### Excerpted text
-- -- --
CHAUTAUQUA COUNTY, N.Y. — As Western New Yorkers start to return to the polls — some for the first time since before the pandemic — for many, it’s a foreign concept, as early voting has only been in place statewide since 2019.
“It's been only one day for quite some time. So no, people are just getting used to it. This is only the fourth year. So it's kind of growing and getting its own personality,” said Chautauqua County Board of Elections Commissioner Brian Abrams.
Abrams has been encouraged by its already long lines and early numbers with 1,700 residents having voted, putting the county on track to record its second highest early voter turnout since 2020’s presidential election.
It’s a similar situation to the one up in Erie County where early voter numbers are twice what they were in 2021 and half of what they were when Trump and Biden squared off.
But with no previous early voting midterm election data, its hard to draw a conclusion on what this data means, but either way, election officials think it has established itself as an important part of elections moving forward.
-- -- --
Excerpted records from a collection

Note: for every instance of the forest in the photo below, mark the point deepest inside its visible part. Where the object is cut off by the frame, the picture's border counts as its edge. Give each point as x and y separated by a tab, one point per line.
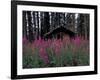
55	39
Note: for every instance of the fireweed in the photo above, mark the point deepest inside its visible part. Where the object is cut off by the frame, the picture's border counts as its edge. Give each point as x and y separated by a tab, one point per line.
55	52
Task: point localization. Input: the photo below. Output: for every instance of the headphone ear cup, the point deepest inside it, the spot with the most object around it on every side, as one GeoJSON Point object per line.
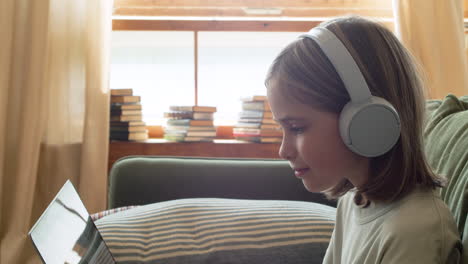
{"type": "Point", "coordinates": [371, 128]}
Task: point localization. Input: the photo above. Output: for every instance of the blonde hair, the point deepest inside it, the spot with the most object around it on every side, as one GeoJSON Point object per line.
{"type": "Point", "coordinates": [306, 74]}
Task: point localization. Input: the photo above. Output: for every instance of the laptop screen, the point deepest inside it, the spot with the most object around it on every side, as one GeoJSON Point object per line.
{"type": "Point", "coordinates": [65, 232]}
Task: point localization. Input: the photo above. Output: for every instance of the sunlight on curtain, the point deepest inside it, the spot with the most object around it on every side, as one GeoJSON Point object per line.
{"type": "Point", "coordinates": [433, 31]}
{"type": "Point", "coordinates": [54, 99]}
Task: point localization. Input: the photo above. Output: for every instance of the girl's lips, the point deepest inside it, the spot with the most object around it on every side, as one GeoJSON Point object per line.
{"type": "Point", "coordinates": [300, 172]}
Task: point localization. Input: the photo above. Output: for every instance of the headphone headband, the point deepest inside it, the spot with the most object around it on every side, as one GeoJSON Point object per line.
{"type": "Point", "coordinates": [343, 62]}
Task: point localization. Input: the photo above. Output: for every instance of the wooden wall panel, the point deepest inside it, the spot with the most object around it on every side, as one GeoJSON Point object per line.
{"type": "Point", "coordinates": [246, 8]}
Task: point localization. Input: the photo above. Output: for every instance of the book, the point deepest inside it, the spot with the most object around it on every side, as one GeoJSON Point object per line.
{"type": "Point", "coordinates": [255, 114]}
{"type": "Point", "coordinates": [254, 98]}
{"type": "Point", "coordinates": [241, 132]}
{"type": "Point", "coordinates": [125, 99]}
{"type": "Point", "coordinates": [124, 118]}
{"type": "Point", "coordinates": [125, 91]}
{"type": "Point", "coordinates": [189, 122]}
{"type": "Point", "coordinates": [119, 106]}
{"type": "Point", "coordinates": [189, 115]}
{"type": "Point", "coordinates": [260, 139]}
{"type": "Point", "coordinates": [256, 105]}
{"type": "Point", "coordinates": [257, 120]}
{"type": "Point", "coordinates": [189, 128]}
{"type": "Point", "coordinates": [128, 129]}
{"type": "Point", "coordinates": [258, 125]}
{"type": "Point", "coordinates": [196, 108]}
{"type": "Point", "coordinates": [127, 123]}
{"type": "Point", "coordinates": [125, 112]}
{"type": "Point", "coordinates": [192, 133]}
{"type": "Point", "coordinates": [129, 135]}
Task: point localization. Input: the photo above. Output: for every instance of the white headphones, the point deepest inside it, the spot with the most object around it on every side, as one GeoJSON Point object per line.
{"type": "Point", "coordinates": [369, 125]}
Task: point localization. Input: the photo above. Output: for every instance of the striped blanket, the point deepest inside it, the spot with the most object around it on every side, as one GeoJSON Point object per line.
{"type": "Point", "coordinates": [210, 230]}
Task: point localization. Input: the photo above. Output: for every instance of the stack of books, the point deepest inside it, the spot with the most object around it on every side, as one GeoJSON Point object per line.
{"type": "Point", "coordinates": [190, 124]}
{"type": "Point", "coordinates": [126, 116]}
{"type": "Point", "coordinates": [256, 123]}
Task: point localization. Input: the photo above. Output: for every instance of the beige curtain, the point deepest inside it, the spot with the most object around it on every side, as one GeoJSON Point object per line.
{"type": "Point", "coordinates": [433, 31]}
{"type": "Point", "coordinates": [54, 64]}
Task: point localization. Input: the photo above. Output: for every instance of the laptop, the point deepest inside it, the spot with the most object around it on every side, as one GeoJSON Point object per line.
{"type": "Point", "coordinates": [65, 232]}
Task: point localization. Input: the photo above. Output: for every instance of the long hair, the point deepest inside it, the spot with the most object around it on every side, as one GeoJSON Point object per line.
{"type": "Point", "coordinates": [391, 72]}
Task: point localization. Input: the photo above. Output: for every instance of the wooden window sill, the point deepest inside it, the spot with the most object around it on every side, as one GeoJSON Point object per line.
{"type": "Point", "coordinates": [221, 148]}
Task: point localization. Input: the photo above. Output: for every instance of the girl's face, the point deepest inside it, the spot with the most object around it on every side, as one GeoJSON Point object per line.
{"type": "Point", "coordinates": [313, 146]}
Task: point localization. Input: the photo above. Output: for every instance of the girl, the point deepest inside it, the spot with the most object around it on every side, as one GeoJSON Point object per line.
{"type": "Point", "coordinates": [351, 104]}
-- -- --
### What to produce
Can you write the next part of the article on early voting in Chautauqua County, starting after its final sentence? The material stands apart from the article on early voting in Chautauqua County.

### Answer to this task
“There’s things that come up on Election Day, work, or some event that happens that night that maybe distracts you and then you forget it. Having an early voting option helps you to basically make sure that you do your civic duty and you get out there and vote,” said Abrams.
But not everyone agrees with this positive outlook, former president Donald Trump has publicly discouraged early voting for his party out of his belief that it could allow democrats to steal the election.
But political analyst Carl Calabrese says for the GOP that it is:
“Just the opposite. Republicans want people who have any doubt about voting on Election Day being able to cast an early ballot,” he said. “That’s reality."